-- START OF SOURCE --

In part one of this blog (missed it? Catch up here) I spoke with 6 badass master’s athletes about how they train to get faster as a master. In part two we discuss what it takes mentally to get across the finish line. This post gets a bit raw with honesty, and I have to admit it’s a bit comforting to know I’m not the only one trying to figure it all out. Spoiler alert: even pro’s are human.
I’m inspired by the grit, dedication to training and love of the sport shared by these women. I’m left with a full heart and refocused mind, ready to tackle my fall training plan. No matter what your age, pace or experience level I hope you enjoyed this too.
Now, on to the rest of the story...
We all know comparison of ourselves is not constructive, but it is still a reality as one transitions to new phase of life. Have you experience negative self-talk creeping in as master’s runner, either by comparing yourself to others or to your younger self? If so, how have you worked through that?
Jennifer: Negative self-talk is a reality everywhere, in any sport or career or even in motherhood (or not). I have some amazing women friends. My family is super supportive too. I try to keep company with those who are with me when I am up and when I am down. I have also learned that I am not for everyone.
I have not mastered how to not compare myself to my younger self. My goal is to run faster than her. I guess when I look at age-graded charts, I’ve surpassed her but I’m still chasing her down. This was my goal when I turned 40 and thought that it was attainable then, I’ve realized that it may not happen. I’ve had a number of setbacks since I set that goal that I did not anticipate. So I’ve had to loosen the grip on that and I am okay with it. Acceptance of where I am today right now and finding the beauty in just being out there is a huge accomplishment.
Erika: I have to be honest - I am one of those people who believes when I step onto the starting line, that I will win the race. Even if every one of the others are faster than me. I call it blissful ignorance. As for comparing myself to my younger self, I know that I will never run a 54 second 400 meters again. Ever. But, my goal isn't to do that. One of my goals is to run sub 60 in the 400 which (according to the age-grade calculators) would be a way greater effort at my age than running even a 52 second 400! I did 60.79 this spring so I am getting very close. And ultimately, every time I step onto the track to run in a race, I look around and just remember how few people are doing what I am doing. And that gives me so much personal pride. I would NEVER want go back to being a 25 year old runner.
Rebecca: I’m not going to lie, I always wish I was faster and stronger. Some days, I recognize how far I’ve come and feel proud of what I’ve been able to do as Master. Others, I’m looking back on my younger self or at what my peers are doing and wishing I could do more; could be as good or better. But, it’s a slippery slope. I try really hard to be in the moment and give my best for that particular time. I make it a priority to focus on the here and now and to embrace that with each workout. I happen to coach high school girls XC and track and I’m always stressing the importance of a positive mental attitude and approach to running so I try really hard to practice what I preach. It’s not easy, but it helps that I want the same for my athletes that I do for myself.
Laurie: Absolutely, on a regular basis. For a long time I struggled with the thoughts of "you're a 40 something year old woman, why are you doing this" It has helped to see the other masters Volee (and masters friends that aren't Volee) out there kicking ass. I don't feel like the only crazy one, haha. In all seriousness, negative self talk is a roller coaster for me. I have thoughts that I'm not good enough or fast enough. I do talk with a sports psychologist on occasion. She is part of Oiselle, Adrienne Langelier. She is awesome. I read a lot of books. I have found surrounding myself with positive, uplifting runners helps. Finally, I like to make an inspiration board at the start of every training cycle where I write out not only my goals but positive affirmations. I hang it where I can see it everyday.

-- END OF SOURCE --

REQUIRED WORK:
Reproduce the part of the masters running interview above word for word, starting at "In part one" and ending at "of the story...".

-- START OF PROVIDED MATERIAL --

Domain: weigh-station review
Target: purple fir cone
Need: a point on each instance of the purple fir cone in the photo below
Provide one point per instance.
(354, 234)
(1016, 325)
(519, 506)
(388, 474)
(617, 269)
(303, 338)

-- END OF PROVIDED MATERIAL --

REPLY TO THE EXERCISE:
In part one of this blog (missed it? Catch up here) I spoke with 6 badass master’s athletes about how they train to get faster as a master. In part two we discuss what it takes mentally to get across the finish line. This post gets a bit raw with honesty, and I have to admit it’s a bit comforting to know I’m not the only one trying to figure it all out. Spoiler alert: even pro’s are human.
I’m inspired by the grit, dedication to training and love of the sport shared by these women. I’m left with a full heart and refocused mind, ready to tackle my fall training plan. No matter what your age, pace or experience level I hope you enjoyed this too.
Now, on to the rest of the story...